───── EXERCISE DATA
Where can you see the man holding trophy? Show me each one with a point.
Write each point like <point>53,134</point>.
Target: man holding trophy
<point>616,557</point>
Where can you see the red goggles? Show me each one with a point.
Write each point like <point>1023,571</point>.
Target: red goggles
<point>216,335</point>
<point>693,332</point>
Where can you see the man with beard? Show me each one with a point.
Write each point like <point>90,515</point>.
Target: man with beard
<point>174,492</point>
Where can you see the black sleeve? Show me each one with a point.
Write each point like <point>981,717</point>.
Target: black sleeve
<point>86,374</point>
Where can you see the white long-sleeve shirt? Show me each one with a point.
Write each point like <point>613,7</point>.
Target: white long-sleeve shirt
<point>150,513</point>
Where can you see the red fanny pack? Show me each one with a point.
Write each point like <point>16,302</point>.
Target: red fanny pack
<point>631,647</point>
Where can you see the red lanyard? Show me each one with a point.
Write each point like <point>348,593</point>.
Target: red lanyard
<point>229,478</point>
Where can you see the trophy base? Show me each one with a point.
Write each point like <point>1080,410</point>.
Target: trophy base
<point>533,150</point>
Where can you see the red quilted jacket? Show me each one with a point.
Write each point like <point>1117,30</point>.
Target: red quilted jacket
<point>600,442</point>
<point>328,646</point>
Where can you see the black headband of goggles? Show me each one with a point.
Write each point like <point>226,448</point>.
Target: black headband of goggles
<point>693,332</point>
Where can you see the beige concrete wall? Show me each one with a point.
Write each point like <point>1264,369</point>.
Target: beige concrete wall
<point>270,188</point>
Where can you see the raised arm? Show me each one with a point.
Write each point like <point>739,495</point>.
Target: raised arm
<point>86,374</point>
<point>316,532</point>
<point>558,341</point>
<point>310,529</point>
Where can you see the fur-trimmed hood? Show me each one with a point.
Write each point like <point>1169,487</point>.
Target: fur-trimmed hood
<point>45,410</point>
──────────
TASK TO CARRY OUT:
Include the first line of the listing, the line with "Where can you see the red goggles?", and every line between them, each repeated exactly, and output only those.

SOLVED PROBLEM:
Where can you see the man holding trophy? Show me each one with a point.
Write each point like <point>53,134</point>.
Target: man holding trophy
<point>616,557</point>
Where can you see the red goggles? Show me each one with a point.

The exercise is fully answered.